◆ ЧТО НУЖНО СДЕЛАТЬ ◆
(a) Пожалуйста, перепишите без изменений фрагмент текста о Чехове: начните с места, где стоят слова «Наказующие и без», и остановитесь после слов «кулаком и задумался.».
(b) Сколько лет было Чехову, когда он писал рассказ «Письмо», согласно тексту о Чехове?

◆ ТЕКСТ ДЛЯ ЧТЕНИЯ ◆

━━━━━━━━━━━━━━━━━━━━

Комик с наслаждением выпил, крякнул, но тотчас же вытаращил глаза. Лицо у него вдруг побледнело, на лбу выступил пот. — Ещё пей! — предложил Гребешков.

В молодые годы Чехов любил побравировать своим всесторонним и подробным знанием жизни — наконец, он был медиком. И это навсегда оставалось при нём — и это стоит помнить. Но очень скоро бравирование стало уходить в туман, Чехов стремительно серьёзнеть, а взгляд его на жизнь и человека становиться всё более умудрённым, терпеливым и сострадательным. Взгляд опытного, теперь уже духовного врача. То, что могло было поводом для смеха и писательской бравады в молодости, теперь становилось поводом для слёз и глубоких дум. А ещё через годы — ближе к концу — «смех» вернулся преображённым сокрушённой и смиренной Соломоновой мудростью, познавшей и неодолимое упорство человеческого своеволия и богоборчества, и долготерпеливое Милосердие Божие, не желающее смерти грешника, «но еже обратитися и живу быти ему»[18], и неотвратимость исполнения духовных законов жизни и наказаний Божиих — крестов, вырастающих на почве греховности человеческих сердец… Теперь это был иной смех, кажущийся «трагикомическим». А каким иным земным термином — или гоголевским «смехом сквозь слёзы»? — ещё можно было бы обозначить плоды подлинного духовного проживания и осмысления жизни, в итоге которого взгляд человека обретает истинное мужество без иллюзий, мудрость, целомудрие и правду — все те четыре главные христианских добродетели, о которых учил священномученик Пётр Дамаскин. Это ви; дение жизни соединяет в себе

в земном недуховном понимании несоединимое: радость и плач — в радостотворном плаче, в котором «сеющие слезами радостью пожинают»[19], скорбь претворяется в радость, и радость такую, которую «никтоже возмет» от нас[20]

Каких глубин души человеческой касается в том рассказе «Письмо» двадцативосьмилетний Чехов — ещё до Сахалина, до явного умирания в открытой чахотке, до многих других скорбей и потерь!

Наказующие и без тебя найдутся, а ты бы для родного сына милующих поискал! Я… я, братушка, выпью… Последняя… Прямо так возьми и напиши ему: прощаю тебя, Петр! Он пойме-ет! Почу-увствует! Я, брат… я, дьякон, по себе это понимаю. Когда жил как люди, и горя мне было мало, а теперь, когда образ и подобие потерял, только одного и хочу, чтоб меня добрые люди простили. Да и то рассуди, не праведников прощать надо, а грешников. Для чего тебе старушку твою прощать, ежели она не грешная? Нет, ты такого прости, на которого глядеть жалко… да! Анастасий подпер голову кулаком и задумался.

«Анастасий, наверное, до заутрени не доживёт, напьётся…» — добавлял к этому тексту о. Александр Шмеман свой комментарий, отдавая дань правдивости Чехова (дело-то шло о Пасхальной заутрени) и при этом тонко искажая и уклоняя милостивость, свойственную чеховскому воззрению на жизнь и человека, в свою сторону, несомненно обделяя это воззрение объёмом, многозначностью, а в итоге поистине неисчерпаемым и точных христианским звучанием. Тонкий, незаметный, но убийственный в плане христианского воспитания человека сдвиг духовно-нравственных акцентов.

━━━━━━━━━━━━━━━━━━━━

◆ СПИСОК ◆
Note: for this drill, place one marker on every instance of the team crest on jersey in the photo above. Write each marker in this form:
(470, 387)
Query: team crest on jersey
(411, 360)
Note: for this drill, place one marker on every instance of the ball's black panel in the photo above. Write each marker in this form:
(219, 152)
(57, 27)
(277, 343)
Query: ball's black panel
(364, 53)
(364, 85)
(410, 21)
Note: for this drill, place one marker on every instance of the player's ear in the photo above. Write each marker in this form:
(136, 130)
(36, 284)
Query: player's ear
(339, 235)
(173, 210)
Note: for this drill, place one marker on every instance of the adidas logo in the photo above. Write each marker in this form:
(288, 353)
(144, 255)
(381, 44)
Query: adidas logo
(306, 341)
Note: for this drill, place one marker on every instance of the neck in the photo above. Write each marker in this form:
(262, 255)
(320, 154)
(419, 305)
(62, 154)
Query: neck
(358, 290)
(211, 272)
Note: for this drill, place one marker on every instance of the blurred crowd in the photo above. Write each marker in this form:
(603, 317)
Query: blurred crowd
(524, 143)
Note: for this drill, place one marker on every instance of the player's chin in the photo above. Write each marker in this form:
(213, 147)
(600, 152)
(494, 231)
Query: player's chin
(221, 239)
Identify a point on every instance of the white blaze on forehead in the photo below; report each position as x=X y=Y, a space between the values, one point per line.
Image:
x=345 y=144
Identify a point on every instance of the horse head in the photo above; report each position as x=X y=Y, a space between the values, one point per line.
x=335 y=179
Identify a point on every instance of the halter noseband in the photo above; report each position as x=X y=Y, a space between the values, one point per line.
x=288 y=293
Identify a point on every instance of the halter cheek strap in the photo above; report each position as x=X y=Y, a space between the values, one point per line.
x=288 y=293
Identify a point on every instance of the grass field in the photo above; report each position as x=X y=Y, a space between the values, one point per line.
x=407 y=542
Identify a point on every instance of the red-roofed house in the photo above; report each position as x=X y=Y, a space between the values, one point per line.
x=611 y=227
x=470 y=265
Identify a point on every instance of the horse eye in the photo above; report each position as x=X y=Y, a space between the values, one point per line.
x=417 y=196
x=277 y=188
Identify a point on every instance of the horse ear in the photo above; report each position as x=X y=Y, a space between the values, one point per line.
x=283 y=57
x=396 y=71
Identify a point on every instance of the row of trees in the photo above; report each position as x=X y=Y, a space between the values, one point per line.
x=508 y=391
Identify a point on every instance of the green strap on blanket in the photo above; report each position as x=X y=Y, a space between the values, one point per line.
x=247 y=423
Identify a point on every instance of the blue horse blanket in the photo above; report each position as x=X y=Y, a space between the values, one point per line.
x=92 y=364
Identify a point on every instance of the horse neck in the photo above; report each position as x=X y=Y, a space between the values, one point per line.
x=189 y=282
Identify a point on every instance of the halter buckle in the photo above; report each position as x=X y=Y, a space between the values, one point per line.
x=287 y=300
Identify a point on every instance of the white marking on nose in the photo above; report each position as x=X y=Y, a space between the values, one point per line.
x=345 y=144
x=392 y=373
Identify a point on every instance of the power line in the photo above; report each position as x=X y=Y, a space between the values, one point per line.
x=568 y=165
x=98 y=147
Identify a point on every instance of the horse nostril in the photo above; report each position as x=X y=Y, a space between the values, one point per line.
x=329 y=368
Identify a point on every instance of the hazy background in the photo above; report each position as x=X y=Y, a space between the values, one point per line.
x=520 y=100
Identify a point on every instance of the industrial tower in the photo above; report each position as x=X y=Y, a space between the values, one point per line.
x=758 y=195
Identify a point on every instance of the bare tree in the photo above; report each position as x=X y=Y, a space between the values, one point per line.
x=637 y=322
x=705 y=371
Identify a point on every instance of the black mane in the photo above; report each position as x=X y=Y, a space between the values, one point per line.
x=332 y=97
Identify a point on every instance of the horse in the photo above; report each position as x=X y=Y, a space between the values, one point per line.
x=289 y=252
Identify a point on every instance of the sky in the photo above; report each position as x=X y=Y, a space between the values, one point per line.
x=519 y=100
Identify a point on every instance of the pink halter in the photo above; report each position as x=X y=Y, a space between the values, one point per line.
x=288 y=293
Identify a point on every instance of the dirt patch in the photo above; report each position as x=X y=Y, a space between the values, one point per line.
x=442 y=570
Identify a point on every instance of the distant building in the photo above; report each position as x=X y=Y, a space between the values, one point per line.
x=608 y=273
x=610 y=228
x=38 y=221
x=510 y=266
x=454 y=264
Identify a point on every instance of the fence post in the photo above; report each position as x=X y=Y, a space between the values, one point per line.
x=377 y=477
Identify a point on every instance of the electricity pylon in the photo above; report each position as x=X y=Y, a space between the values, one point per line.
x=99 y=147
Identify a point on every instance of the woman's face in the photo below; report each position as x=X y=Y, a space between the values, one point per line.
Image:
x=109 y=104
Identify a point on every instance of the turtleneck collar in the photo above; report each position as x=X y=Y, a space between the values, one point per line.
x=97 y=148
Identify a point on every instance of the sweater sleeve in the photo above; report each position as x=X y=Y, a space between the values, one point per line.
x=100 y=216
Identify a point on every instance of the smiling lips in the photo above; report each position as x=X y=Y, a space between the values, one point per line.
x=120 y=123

━━━━━━━━━━━━━━━━━━━━

◆ ОТВЕТЫ К ЗАДАНИЯМ ◆
(a)
Наказующие и без тебя найдутся, а ты бы для родного сына милующих поискал! Я… я, братушка, выпью… Последняя… Прямо так возьми и напиши ему: прощаю тебя, Петр! Он пойме-ет! Почу-увствует! Я, брат… я, дьякон, по себе это понимаю. Когда жил как люди, и горя мне было мало, а теперь, когда образ и подобие потерял, только одного и хочу, чтоб меня добрые люди простили. Да и то рассуди, не праведников прощать надо, а грешников. Для чего тебе старушку твою прощать, ежели она не грешная? Нет, ты такого прости, на которого глядеть жалко… да! Анастасий подпер голову кулаком и задумался.

(b) Двадцать восемь лет.